EXERCISE REQUIREMENTS:
a: Rewrite the paragraph beginning "As a fresher, you'll want to get involved" from the article on university time management as a short bulleted list, keeping its main points.
b: In the article on university time management, what is the main thing to remember?
c: Extend the article on university time management past its final paragraph, keeping its tone and its tip-by-tip format.

Learn to effectively manage your time with these five top tips and boost your studies, social life and personal wellbeing.
So you’re a first year at university looking to get involved and make new friends, to essentially embark on the best years of your life.
Soon you’ll discover that time unfortunately works the same way at uni as it does everywhere else, and with so much to get involved with you might be struggling to fit everything in. So how to find the time? The easiest way is to learn how to effectively manage it.
Make your time count
The main thing to remember is to never leave time empty, because you’ll wish you had put it to use later. But it’s important to find the balance between school, rest and play. Sometimes the best way to manage your time is to take a moment to yourself and relax. If you put the hard work in, it’s fair to give yourself a break. If you know have a huge test Monday, you can work in study time during the week and still go to that great party Friday night, and will have the best experience at university possible.
As a fresher, you’ll want to get involved in all the fun new clubs and organisations on campus. Roller-skating club? Why not. You’ve always enjoyed it recreationally. Tea making? Well, sure, you’ll attend a few meetings. Rock-climbing? You could use the exercise. With all these new interests, it’s important to stay on top of everything by recognising the power of lists. Write your meetings and homework down. Depending on your level of organisation, you may want to also list out personal to-dos such as getting your nails painted or organising a party. Prioritise the items every day and cross things off as you finish them.
Use a diary
It’s there to help you, not stress you out. Plan for every day by mapping out your class and work time, and use your to-do list to fill in the remaining gaps. Knowing when you have breaks and how to best use them prevents you from staying up late studying or getting up early to prepare for a presentation. Scheduling fun is also a necessity, but that two-hour break between anatomy and biology is two hours of homework you won’t have to do tonight while your friends are out having fun without you.

RECORD SET:
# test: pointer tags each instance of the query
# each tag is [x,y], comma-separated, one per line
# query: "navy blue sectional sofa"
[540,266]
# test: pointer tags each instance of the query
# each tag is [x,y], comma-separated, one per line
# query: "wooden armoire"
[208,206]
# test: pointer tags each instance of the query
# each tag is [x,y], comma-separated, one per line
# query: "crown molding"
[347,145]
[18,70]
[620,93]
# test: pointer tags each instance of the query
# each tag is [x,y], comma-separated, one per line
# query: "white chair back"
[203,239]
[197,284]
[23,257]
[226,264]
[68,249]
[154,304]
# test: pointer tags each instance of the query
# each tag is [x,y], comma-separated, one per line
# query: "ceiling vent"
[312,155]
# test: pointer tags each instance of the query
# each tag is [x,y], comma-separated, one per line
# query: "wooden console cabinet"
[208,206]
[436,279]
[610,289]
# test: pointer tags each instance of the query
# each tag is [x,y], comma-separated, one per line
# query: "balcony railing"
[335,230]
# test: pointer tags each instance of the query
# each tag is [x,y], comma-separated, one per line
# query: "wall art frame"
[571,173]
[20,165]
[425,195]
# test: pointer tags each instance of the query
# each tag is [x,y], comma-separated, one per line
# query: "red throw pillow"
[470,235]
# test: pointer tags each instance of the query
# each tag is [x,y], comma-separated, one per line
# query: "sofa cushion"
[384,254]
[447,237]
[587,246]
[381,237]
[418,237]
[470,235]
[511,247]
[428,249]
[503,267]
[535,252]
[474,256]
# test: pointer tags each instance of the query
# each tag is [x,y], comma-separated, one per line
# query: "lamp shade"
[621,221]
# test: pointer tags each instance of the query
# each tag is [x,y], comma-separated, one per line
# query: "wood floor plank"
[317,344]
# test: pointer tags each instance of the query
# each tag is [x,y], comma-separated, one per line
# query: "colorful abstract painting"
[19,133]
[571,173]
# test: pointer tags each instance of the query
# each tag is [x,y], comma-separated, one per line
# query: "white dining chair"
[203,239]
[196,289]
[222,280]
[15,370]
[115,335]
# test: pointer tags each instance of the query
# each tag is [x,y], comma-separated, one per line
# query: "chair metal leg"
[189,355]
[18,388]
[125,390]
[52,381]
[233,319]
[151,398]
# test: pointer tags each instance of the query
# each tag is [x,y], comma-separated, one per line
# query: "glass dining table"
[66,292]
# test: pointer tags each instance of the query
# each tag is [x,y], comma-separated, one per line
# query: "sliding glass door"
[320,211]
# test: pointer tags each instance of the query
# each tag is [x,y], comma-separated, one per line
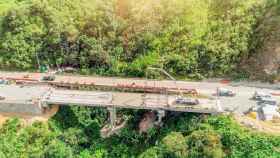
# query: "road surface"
[240,103]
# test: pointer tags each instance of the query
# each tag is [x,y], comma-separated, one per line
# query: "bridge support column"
[113,116]
[160,115]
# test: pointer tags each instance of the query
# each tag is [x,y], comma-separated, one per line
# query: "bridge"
[27,93]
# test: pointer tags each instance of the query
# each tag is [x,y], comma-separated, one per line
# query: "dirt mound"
[269,127]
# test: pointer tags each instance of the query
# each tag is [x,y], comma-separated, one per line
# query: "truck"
[187,101]
[225,92]
[267,101]
[259,95]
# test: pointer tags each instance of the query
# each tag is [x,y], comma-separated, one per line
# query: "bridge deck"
[37,96]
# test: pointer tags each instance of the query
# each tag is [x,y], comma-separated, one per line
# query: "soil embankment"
[29,119]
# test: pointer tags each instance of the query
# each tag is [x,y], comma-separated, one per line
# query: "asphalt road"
[240,103]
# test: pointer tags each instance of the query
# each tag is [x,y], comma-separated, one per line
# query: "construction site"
[29,94]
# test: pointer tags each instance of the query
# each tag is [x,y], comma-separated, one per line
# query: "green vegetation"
[74,132]
[189,38]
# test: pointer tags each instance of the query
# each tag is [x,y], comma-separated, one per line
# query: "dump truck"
[225,92]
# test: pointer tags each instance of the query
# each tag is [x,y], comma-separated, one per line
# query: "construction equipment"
[259,95]
[187,101]
[225,92]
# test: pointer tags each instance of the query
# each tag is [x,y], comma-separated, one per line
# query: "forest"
[191,39]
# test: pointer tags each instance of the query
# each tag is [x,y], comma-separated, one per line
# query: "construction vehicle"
[225,92]
[267,101]
[261,95]
[187,101]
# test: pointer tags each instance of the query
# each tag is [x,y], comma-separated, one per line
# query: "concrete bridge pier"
[113,116]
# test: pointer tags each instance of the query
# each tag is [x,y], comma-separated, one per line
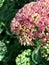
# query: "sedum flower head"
[32,22]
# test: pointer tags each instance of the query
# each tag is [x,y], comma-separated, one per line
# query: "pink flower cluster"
[32,22]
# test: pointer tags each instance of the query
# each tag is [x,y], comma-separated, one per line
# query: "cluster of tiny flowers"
[45,51]
[32,22]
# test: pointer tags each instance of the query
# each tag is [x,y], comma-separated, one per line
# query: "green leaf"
[1,30]
[36,58]
[1,3]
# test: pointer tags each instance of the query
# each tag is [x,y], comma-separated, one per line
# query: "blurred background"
[9,45]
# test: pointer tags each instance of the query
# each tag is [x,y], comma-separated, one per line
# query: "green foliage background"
[8,9]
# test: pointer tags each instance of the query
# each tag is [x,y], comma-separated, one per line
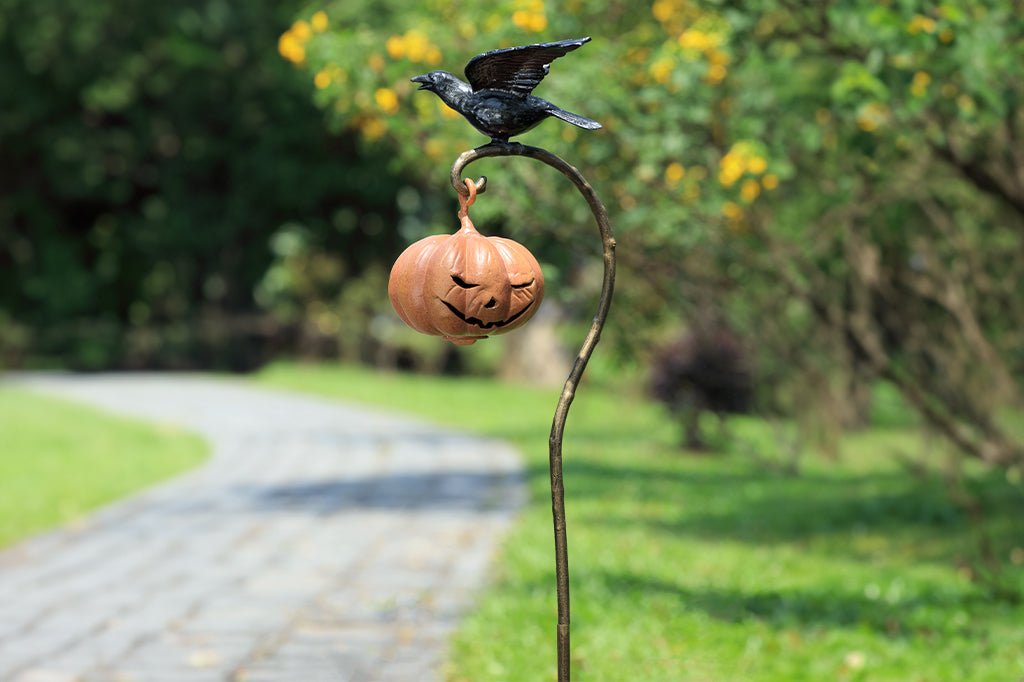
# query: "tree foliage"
[151,152]
[844,179]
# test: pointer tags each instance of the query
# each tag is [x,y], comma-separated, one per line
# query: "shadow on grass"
[741,503]
[890,611]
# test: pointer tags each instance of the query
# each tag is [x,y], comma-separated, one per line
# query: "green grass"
[720,567]
[58,460]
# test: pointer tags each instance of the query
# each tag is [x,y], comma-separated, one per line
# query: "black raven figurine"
[497,100]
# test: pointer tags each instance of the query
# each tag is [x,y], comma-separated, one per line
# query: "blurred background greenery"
[208,184]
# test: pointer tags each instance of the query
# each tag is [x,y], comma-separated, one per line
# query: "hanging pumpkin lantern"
[466,286]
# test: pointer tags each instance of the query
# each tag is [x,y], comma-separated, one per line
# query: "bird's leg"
[497,141]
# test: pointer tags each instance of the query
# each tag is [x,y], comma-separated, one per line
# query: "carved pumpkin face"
[466,286]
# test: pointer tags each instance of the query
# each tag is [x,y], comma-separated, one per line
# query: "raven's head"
[432,80]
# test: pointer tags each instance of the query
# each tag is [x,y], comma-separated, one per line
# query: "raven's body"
[497,100]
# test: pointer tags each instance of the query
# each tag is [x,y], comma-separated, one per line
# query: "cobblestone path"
[320,543]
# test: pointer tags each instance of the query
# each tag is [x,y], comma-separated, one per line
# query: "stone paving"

EXERCISE RESPONSES:
a:
- As a fresher, you'll want to join many new campus clubs and organizations, such as roller-skating, tea making, or rock-climbing.
- With so many new interests, use lists to stay on top of everything.
- Write down your meetings and homework.
- Depending on how organized you are, you may also want to list personal to-dos, such as getting your nails painted or organizing a party.
- Prioritize the items every day, and cross them off as you finish them.

b: Never leave time empty, because you'll wish later that you had put it to use.

c:
Don’t procrastinate … seriously
You’ve been taught it in school before, but uni is where procrastination shows its true colours. Professors are there to educate, not babysit. There won’t be a daily reminder of the homework due the next day or the topics on the test next week. If you don’t get on top of your coursework, there’s no one to blame but yourself at uni. It may take a few late nights (or early mornings, depending on much you’ve procrastinated) to learn this lesson, but it’s one that needs learning. Despite your less motivated classmates arguing he or she “works better under pressure,” be warned: you’ll complete better quality work, receive better marks and reduce your stress if you just do it now. There’s no time like the present, and waiting until the last minute only leaves room for problems to crop up. Outline the work you need to do, use those lists you started and set goals for studying. It’s not difficult to complete your work it you learn to motivate yourself….
Uni means a lot more studying on your own time. Be honest with yourself. Turn off phones, log off the computer and hibernate. Studying can be one of the biggest wastes of time if you don’t do it correctly. Set a SMART goal—one that is specific, measurable, achievable, realistic and timely—and write it down somewhere to remind you. Reward yourself once you’ve reached your goal for the day, which will give you motivation to push through that last chapter on medical ethics or to complete that last calculus problem.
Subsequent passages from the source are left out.